> [SUPPLIED PASSAGE]:
□ □ □ □
Akon Etim Eyakenyi  (born 24 February 1960 in Urue-Offong/Oruko, Nigeria) is a Nigerian politician. She is the current senator representing Akwa Ibom south senatorial district in Akwa Ibom State. She was elected into the senate during the 2019 general elections of Nigeria. She won with a total vote of 122,412. Before being elected into the senate she was the former Minister of Lands, Housing and Urban Development during the regime of President Goodluck Ebele Jonathan.

Early life and education 
Eyakenyi was born in 1960 into the family of Chief Uweh Isangedihi in Urue-Offong/Oruko local government area in Akwa Ibom State. In 1968 she attended Government Primary School, Uko Uyokim where she finished with her First School Leaving Certificate in 1974. In 1974 she enrolled into the Methodist Teacher’s Training College in Oron and graduated with Teachers Grade II Certificate in 1979.

In 1983 Akon enrolled into the University of Calabar and was given Nigerian Certificate in Education (NCE) in 1986. In 1990, she obtained a Bachelor of Education (B.Ed) degree from the University of Calabar. She also obtained a Master of Education (M.Ed) and Doctor of Philosophy (Ph.D) in Curriculum Education in 2010 and 2014 respectively.
□ □ □ □
> [DATASET ENTRIES]:
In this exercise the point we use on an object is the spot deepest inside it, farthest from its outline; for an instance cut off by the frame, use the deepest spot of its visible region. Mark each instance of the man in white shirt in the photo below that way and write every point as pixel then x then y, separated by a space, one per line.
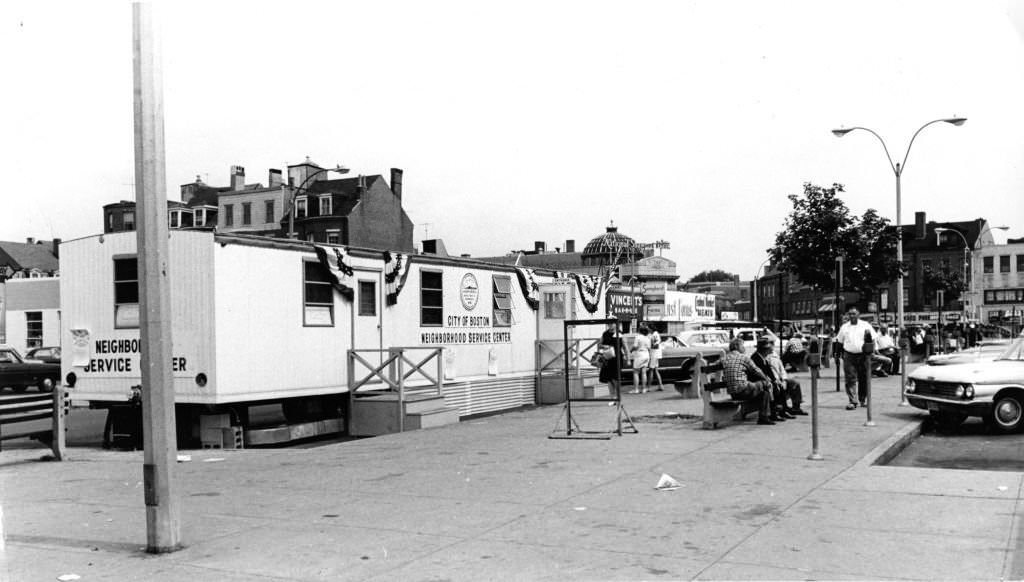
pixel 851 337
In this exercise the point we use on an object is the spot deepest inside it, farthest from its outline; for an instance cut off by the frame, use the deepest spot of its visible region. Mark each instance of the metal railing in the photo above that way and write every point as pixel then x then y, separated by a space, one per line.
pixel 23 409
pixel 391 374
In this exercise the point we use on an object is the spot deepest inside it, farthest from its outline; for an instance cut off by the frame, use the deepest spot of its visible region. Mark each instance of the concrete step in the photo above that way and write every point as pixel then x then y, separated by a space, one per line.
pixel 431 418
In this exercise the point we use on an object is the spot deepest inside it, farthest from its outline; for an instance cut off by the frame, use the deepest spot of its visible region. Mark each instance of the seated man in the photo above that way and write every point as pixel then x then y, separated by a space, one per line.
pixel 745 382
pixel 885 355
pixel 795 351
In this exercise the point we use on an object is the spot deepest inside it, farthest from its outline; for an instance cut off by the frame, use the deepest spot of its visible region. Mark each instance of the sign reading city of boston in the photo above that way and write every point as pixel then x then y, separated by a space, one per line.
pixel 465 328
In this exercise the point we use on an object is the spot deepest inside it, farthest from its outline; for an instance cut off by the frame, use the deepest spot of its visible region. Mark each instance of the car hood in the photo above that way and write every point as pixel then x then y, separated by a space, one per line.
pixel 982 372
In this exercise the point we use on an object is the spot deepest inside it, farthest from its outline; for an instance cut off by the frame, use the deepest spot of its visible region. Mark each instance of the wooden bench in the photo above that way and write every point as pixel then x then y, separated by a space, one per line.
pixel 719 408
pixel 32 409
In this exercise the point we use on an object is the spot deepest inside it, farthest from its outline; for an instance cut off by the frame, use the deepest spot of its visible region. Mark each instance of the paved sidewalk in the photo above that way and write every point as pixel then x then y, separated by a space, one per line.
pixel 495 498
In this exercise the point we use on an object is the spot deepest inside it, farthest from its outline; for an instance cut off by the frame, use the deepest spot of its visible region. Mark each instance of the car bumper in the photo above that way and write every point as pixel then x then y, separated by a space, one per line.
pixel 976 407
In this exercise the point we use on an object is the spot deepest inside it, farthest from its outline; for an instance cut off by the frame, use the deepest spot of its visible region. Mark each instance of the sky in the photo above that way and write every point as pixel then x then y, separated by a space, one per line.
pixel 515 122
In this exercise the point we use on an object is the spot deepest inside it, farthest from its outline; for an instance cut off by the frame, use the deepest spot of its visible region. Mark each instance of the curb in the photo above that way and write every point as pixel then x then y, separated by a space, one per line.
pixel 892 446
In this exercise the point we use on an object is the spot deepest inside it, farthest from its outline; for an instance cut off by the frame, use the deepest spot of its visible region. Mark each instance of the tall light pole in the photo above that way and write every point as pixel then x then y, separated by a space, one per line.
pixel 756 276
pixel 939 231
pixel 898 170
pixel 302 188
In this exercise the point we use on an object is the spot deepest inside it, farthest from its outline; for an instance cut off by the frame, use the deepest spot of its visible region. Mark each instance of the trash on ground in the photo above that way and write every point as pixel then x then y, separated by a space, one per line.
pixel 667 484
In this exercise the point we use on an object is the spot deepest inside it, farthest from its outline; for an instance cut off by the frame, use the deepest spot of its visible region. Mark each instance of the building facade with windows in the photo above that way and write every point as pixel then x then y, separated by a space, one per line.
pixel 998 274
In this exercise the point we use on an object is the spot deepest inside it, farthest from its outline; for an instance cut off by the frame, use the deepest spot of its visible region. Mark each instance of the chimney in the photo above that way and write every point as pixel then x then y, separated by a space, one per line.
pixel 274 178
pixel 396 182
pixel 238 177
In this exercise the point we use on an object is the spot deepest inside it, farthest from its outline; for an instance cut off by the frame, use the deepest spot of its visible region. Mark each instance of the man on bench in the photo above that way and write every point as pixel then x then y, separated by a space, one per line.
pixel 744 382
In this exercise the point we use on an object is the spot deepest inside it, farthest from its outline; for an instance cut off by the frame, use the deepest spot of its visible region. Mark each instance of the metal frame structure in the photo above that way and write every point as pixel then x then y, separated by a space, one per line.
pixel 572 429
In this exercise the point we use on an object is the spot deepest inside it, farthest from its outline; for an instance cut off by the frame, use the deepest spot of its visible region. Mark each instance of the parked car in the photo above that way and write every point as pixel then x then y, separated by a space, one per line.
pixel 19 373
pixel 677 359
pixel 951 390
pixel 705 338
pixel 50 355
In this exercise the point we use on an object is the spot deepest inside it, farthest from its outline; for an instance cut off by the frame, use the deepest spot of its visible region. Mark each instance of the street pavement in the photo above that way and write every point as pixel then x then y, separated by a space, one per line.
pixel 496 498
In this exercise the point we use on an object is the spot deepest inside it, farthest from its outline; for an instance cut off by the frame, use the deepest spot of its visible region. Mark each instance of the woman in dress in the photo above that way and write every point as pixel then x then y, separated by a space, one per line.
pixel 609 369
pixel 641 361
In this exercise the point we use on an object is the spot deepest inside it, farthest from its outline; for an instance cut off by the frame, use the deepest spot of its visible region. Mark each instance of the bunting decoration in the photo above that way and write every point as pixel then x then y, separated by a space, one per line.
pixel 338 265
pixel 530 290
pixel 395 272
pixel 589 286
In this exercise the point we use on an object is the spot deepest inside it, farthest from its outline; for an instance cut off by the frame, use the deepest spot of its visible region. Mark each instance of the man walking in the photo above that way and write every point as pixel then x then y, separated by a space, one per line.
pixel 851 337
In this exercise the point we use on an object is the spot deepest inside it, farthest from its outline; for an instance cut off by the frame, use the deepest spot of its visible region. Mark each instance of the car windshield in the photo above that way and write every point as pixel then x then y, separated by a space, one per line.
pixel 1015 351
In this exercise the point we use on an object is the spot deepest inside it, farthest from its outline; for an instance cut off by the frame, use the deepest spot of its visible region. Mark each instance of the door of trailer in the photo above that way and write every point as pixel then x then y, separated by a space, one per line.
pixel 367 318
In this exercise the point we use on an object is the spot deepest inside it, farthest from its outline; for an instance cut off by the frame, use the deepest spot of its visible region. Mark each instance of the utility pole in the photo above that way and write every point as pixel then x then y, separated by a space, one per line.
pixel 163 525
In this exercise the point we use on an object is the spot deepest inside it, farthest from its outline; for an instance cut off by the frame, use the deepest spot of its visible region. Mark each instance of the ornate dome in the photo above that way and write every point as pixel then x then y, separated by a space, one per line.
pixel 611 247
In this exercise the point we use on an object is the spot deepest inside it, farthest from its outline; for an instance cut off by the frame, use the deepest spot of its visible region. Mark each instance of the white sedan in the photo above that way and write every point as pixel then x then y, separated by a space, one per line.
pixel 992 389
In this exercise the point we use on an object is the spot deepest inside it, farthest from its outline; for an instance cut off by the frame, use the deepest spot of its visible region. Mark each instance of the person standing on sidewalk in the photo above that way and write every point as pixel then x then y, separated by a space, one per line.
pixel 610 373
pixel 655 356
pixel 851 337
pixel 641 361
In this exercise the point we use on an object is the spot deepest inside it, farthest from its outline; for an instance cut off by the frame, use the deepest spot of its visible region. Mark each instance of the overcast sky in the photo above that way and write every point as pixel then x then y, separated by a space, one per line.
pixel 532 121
□ □ □ □
> [EXERCISE TASK A]:
In the Eyakenyi biography, what total vote did she receive when she won her senate seat?
> [EXERCISE TASK B]:
Transcribe everything in the Eyakenyi biography from "Akon Etim Eyakenyi" down to "Certificate in 1979.".

> [WORKED ANSWER A]:
122,412

> [WORKED ANSWER B]:
Akon Etim Eyakenyi  (born 24 February 1960 in Urue-Offong/Oruko, Nigeria) is a Nigerian politician. She is the current senator representing Akwa Ibom south senatorial district in Akwa Ibom State. She was elected into the senate during the 2019 general elections of Nigeria. She won with a total vote of 122,412. Before being elected into the senate she was the former Minister of Lands, Housing and Urban Development during the regime of President Goodluck Ebele Jonathan.

Early life and education 
Eyakenyi was born in 1960 into the family of Chief Uweh Isangedihi in Urue-Offong/Oruko local government area in Akwa Ibom State. In 1968 she attended Government Primary School, Uko Uyokim where she finished with her First School Leaving Certificate in 1974. In 1974 she enrolled into the Methodist Teacher’s Training College in Oron and graduated with Teachers Grade II Certificate in 1979.